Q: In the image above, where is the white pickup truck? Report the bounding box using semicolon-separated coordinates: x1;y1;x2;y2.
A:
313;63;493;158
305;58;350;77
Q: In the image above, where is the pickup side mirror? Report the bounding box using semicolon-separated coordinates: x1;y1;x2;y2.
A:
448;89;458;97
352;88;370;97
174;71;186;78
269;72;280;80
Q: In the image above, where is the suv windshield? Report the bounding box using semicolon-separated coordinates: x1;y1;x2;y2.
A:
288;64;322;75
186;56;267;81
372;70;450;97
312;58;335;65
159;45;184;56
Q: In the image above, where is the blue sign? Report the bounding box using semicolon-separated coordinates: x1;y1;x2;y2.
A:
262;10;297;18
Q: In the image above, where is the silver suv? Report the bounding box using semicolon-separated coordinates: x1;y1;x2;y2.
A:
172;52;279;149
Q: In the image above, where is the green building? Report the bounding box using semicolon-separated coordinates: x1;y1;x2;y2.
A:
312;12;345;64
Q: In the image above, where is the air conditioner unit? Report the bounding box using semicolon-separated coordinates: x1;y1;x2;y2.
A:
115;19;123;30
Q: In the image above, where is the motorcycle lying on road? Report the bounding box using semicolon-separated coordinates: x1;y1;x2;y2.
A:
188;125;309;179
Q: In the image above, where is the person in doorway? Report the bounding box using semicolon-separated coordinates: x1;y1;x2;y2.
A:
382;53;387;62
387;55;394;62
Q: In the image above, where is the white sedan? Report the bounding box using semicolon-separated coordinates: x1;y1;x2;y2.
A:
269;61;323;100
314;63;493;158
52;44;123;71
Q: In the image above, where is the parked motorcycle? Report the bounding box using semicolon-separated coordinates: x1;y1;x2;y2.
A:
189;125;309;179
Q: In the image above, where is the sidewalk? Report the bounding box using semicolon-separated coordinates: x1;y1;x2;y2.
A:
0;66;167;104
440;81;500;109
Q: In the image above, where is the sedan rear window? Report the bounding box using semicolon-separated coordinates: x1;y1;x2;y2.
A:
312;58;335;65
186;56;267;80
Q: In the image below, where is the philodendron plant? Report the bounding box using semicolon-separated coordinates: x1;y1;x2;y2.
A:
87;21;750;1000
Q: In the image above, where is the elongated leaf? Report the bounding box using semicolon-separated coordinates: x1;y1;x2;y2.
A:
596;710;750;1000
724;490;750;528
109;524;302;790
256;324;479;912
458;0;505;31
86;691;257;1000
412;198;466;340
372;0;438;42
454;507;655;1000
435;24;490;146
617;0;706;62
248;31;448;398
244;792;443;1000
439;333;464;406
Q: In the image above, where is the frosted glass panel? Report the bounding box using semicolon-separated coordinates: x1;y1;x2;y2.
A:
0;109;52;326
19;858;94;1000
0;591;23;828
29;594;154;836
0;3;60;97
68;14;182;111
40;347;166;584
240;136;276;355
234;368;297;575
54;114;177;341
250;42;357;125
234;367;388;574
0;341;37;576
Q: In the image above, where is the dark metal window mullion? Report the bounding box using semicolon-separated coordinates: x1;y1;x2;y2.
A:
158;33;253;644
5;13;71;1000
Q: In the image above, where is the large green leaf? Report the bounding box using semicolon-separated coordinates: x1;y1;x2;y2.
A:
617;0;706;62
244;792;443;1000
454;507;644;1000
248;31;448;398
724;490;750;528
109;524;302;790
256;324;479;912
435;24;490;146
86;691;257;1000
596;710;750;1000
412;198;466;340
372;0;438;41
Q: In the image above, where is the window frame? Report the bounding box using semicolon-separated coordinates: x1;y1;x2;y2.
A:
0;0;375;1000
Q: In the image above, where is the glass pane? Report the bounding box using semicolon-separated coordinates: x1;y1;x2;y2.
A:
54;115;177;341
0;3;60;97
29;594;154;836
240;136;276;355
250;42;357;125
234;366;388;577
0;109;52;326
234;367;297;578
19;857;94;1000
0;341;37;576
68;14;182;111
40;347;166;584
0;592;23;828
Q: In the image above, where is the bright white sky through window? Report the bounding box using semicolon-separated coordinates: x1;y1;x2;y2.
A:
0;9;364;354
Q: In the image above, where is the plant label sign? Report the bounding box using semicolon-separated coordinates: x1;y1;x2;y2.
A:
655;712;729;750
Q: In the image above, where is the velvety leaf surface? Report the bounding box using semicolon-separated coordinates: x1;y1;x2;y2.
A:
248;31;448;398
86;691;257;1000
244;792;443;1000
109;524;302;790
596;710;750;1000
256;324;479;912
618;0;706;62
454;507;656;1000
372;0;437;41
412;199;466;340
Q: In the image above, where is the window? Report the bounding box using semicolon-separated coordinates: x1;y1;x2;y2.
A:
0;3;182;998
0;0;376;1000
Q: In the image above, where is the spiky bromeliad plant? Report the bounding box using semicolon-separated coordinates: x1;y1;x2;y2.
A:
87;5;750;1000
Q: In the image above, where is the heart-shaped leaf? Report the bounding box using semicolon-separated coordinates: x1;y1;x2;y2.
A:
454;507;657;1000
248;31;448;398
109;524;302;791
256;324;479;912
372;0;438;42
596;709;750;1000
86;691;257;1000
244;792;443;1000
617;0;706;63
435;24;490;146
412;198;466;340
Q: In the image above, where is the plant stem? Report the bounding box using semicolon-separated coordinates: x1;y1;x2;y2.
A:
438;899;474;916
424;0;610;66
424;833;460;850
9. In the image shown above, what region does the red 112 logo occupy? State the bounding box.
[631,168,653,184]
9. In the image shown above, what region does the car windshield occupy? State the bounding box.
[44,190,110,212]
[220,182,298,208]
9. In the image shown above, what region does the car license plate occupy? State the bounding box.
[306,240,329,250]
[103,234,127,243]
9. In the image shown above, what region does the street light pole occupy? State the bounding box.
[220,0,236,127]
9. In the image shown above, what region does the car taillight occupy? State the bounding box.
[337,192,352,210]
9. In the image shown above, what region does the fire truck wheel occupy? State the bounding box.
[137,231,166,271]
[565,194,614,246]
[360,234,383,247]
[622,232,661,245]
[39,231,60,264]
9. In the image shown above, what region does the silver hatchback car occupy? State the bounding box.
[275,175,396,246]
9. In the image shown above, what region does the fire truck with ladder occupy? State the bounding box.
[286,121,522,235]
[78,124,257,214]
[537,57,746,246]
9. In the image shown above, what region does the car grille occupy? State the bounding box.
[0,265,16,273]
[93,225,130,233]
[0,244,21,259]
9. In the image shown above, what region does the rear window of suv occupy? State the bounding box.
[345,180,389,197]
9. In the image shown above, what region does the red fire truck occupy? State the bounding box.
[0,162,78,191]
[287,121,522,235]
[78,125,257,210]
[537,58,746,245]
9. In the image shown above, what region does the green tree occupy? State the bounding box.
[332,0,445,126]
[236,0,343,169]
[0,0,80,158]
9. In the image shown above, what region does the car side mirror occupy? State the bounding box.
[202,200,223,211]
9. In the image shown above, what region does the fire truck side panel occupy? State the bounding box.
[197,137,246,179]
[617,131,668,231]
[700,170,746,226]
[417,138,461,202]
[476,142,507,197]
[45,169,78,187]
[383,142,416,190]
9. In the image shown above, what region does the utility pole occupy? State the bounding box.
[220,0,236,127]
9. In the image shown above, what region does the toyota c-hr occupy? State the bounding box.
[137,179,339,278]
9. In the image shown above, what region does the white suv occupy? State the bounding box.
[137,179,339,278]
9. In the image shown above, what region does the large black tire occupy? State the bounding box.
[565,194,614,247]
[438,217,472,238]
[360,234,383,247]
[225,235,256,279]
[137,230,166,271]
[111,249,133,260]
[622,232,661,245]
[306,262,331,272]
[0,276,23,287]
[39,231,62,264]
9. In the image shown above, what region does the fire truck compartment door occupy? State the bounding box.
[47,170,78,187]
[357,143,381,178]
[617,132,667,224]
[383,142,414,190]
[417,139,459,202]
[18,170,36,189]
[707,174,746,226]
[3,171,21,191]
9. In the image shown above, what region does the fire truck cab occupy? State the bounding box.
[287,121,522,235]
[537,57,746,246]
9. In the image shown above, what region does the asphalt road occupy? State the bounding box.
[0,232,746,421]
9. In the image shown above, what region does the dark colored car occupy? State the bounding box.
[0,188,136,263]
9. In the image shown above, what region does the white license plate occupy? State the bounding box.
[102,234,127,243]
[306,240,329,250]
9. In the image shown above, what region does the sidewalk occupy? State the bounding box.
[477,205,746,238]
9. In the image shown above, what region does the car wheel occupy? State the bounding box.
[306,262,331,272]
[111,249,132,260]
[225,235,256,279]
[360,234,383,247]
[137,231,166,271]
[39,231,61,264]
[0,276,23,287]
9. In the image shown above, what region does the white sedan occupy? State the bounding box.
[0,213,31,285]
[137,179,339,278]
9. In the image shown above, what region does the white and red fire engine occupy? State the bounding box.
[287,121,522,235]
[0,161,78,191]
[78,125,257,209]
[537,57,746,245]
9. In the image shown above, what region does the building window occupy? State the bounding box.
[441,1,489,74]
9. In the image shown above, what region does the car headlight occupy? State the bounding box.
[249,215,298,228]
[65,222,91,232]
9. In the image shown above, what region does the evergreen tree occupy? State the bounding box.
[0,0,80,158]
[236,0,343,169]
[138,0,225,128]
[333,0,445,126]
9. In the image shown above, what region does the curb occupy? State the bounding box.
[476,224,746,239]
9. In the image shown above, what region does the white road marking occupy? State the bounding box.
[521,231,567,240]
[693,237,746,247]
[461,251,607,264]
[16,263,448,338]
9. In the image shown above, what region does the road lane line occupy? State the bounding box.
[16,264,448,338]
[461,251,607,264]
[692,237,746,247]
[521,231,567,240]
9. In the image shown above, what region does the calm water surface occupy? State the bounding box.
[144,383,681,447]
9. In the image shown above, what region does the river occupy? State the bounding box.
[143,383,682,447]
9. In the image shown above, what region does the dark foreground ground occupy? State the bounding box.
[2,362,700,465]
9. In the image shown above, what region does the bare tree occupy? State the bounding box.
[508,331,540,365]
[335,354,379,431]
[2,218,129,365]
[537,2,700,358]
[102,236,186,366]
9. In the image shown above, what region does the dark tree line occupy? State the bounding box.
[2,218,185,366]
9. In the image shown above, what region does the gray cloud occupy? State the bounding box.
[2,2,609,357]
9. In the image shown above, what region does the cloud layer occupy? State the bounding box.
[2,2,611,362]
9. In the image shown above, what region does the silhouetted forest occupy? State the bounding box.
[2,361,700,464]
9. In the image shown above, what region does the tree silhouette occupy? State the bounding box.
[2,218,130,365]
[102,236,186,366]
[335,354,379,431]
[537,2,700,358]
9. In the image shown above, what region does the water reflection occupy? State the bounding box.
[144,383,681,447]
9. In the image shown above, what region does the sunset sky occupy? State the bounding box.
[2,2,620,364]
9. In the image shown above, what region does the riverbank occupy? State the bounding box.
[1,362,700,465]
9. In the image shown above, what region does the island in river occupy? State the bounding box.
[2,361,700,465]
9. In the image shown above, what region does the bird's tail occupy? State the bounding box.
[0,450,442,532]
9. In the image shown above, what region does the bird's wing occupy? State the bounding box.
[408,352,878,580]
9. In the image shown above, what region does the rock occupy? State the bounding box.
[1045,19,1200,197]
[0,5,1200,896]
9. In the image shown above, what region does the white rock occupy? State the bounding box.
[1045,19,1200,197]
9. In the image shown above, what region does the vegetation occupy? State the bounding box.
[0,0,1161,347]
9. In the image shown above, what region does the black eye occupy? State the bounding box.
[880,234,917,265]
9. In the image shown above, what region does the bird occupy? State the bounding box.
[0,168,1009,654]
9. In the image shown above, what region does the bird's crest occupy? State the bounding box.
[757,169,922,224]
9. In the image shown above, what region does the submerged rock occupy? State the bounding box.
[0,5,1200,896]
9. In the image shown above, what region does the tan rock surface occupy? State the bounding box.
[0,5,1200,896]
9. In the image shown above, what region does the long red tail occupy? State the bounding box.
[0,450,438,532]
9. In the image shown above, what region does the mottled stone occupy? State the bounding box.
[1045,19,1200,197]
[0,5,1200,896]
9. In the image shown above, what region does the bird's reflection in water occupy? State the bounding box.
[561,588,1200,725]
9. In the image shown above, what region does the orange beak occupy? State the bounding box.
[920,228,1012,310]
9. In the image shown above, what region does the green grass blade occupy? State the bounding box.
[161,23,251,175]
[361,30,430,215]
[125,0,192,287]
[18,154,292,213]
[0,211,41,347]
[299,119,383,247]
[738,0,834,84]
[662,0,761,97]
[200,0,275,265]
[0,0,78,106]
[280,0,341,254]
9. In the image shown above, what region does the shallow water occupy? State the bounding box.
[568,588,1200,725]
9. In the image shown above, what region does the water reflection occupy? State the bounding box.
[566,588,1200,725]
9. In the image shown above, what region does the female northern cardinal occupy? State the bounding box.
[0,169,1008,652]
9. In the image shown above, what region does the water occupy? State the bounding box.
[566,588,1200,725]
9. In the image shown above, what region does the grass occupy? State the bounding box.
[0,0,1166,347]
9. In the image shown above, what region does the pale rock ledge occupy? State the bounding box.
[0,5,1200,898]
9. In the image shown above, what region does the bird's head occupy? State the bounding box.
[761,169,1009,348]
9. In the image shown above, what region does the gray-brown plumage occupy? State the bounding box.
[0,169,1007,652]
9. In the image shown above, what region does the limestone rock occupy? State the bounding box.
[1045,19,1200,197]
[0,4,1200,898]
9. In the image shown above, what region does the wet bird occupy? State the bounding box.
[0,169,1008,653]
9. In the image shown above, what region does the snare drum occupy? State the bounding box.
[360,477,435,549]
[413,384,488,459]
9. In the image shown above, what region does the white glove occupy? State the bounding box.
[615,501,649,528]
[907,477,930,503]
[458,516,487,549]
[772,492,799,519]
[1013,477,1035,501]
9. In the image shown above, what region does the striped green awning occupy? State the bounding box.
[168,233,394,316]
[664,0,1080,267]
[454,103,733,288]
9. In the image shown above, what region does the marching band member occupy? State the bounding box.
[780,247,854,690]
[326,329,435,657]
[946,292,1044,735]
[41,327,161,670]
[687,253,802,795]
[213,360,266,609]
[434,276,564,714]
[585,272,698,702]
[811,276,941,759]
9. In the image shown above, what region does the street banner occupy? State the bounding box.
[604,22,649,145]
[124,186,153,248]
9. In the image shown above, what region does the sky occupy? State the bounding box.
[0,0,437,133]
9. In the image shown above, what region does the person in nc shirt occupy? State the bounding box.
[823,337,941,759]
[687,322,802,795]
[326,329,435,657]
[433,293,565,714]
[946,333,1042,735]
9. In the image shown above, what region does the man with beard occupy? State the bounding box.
____
Rewrite the material from its first line through the line holding "188;125;309;179", inclusive, changing every "Report" to "Give" and leaving everything else as it is.

Q: In the image above, where is the white pickup truck? Give the bounding box using semicolon-separated coordinates: x1;y1;x2;y2.
A:
313;63;493;158
305;58;350;77
Q: In the image above, where is the pickup side mirror? Give the bounding box using semicolon-separated coordinates: x1;y1;x2;y2.
A:
448;89;458;97
352;88;370;97
174;71;186;78
269;72;280;80
Q: In the image above, where is the suv windshield? Give the bounding box using semicolon-separated coordinates: x1;y1;x2;y2.
A:
288;64;322;75
186;56;267;81
372;70;450;97
312;58;335;65
159;45;184;56
Q: In the image above, where is the blue sign? Give the bounding box using semicolon-separated coordinates: x1;y1;x2;y2.
A:
262;10;297;18
Q: In the image above, where is the silver suv? Give the bounding box using semicolon-separated coordinates: x1;y1;x2;y2.
A:
172;52;279;149
Q: In the image above, where is the green building? Give the bounding box using semicolon-separated coordinates: x1;y1;x2;y2.
A:
312;12;345;64
Q: In the image above, where is the air conditioner unit? Give the bounding box using semicolon-separated coordinates: x1;y1;x2;y2.
A:
115;19;123;30
Q: In the image above, where is the motorcycle lying on road? Give the bounding box using semicolon-separated coordinates: x1;y1;x2;y2.
A:
188;125;309;179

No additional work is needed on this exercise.